> **INSTRUCTIONS FOR THE TASK**
Reproduce the passage below about American Signature, Inc. word for word, from its first line to its last.
-- START EXTRACT TO READ --
American Signature, Inc. is a privately owned furniture company based in Columbus, Ohio. It is the parent company of the retail brands American Signature Furniture and Value City Furniture, and the manufacturer brand American Signature.

American Signature Furniture and Value City Furniture 
American Signature Furniture and Value City Furniture sell residential furniture manufactured by American Signature, Inc., as well as more than 30 additional manufacturers from 125 locations around the East Coast, Midwest, and Southeastern United States.

Operating in about 18 U.S. states, American Signature Furniture and Value City Furniture offer living, dining, and bedroom furniture, various home furnishings, and outdoor patio pieces.

American Signature Furniture offers other furniture options to customers, and much like its sister store Value City Furniture, American Signature Furniture offers home furnishings.

History
Clothing store entrepreneur E.L. Schottenstein adapted his successful apparel store to sell furniture in the early 1900s after the post-World War II baby boom accelerated demand for furniture. Recognizing the expanding opportunity, Schottenstein created a separate business dedicated to furniture sales, later renaming it Value City Furniture.

Alvin Schottenstein and Value City Furniture 
In 1948, E.L. Schottenstein’s son, Alvin, took over the furniture portion of the family company and Value City Furniture.

Jay Schottenstein and American Signature, Inc. 
In 1976, Jay Schottenstein joined Value City Furniture and in 1984, he was named company president. In 1995, the proprietary furniture brand American Signature was formed. This line was sold in Value City Furniture stores.
-- END EXTRACT TO READ --
-- START MATERIAL PROVIDED --
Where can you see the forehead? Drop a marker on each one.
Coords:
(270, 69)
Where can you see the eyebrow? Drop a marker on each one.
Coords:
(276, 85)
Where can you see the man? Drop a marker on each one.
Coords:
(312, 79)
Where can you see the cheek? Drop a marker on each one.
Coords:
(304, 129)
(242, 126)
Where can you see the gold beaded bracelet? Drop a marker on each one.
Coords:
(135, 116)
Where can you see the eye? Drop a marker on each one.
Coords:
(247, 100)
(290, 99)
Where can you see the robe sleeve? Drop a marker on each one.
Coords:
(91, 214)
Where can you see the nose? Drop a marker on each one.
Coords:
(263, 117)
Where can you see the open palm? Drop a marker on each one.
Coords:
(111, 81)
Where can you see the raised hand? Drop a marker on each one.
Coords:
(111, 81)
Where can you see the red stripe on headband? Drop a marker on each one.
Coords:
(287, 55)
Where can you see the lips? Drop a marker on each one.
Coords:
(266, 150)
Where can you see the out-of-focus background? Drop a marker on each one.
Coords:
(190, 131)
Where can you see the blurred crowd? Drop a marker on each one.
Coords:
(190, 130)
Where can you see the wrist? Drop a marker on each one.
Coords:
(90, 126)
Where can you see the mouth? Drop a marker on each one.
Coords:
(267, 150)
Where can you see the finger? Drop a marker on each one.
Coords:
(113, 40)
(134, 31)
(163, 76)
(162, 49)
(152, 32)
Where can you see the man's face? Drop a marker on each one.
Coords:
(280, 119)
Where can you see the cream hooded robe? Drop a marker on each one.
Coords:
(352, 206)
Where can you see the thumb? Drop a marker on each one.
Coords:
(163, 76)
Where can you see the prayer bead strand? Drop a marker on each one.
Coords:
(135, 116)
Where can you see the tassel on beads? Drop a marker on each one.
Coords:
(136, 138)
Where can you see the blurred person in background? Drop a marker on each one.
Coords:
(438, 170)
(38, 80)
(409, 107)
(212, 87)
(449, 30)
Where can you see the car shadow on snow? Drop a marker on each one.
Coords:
-- END MATERIAL PROVIDED --
> **RESPONSE**
American Signature, Inc. is a privately owned furniture company based in Columbus, Ohio. It is the parent company of the retail brands American Signature Furniture and Value City Furniture, and the manufacturer brand American Signature.

American Signature Furniture and Value City Furniture 
American Signature Furniture and Value City Furniture sell residential furniture manufactured by American Signature, Inc., as well as more than 30 additional manufacturers from 125 locations around the East Coast, Midwest, and Southeastern United States.

Operating in about 18 U.S. states, American Signature Furniture and Value City Furniture offer living, dining, and bedroom furniture, various home furnishings, and outdoor patio pieces.

American Signature Furniture offers other furniture options to customers, and much like its sister store Value City Furniture, American Signature Furniture offers home furnishings.

History
Clothing store entrepreneur E.L. Schottenstein adapted his successful apparel store to sell furniture in the early 1900s after the post-World War II baby boom accelerated demand for furniture. Recognizing the expanding opportunity, Schottenstein created a separate business dedicated to furniture sales, later renaming it Value City Furniture.

Alvin Schottenstein and Value City Furniture 
In 1948, E.L. Schottenstein’s son, Alvin, took over the furniture portion of the family company and Value City Furniture.

Jay Schottenstein and American Signature, Inc. 
In 1976, Jay Schottenstein joined Value City Furniture and in 1984, he was named company president. In 1995, the proprietary furniture brand American Signature was formed. This line was sold in Value City Furniture stores.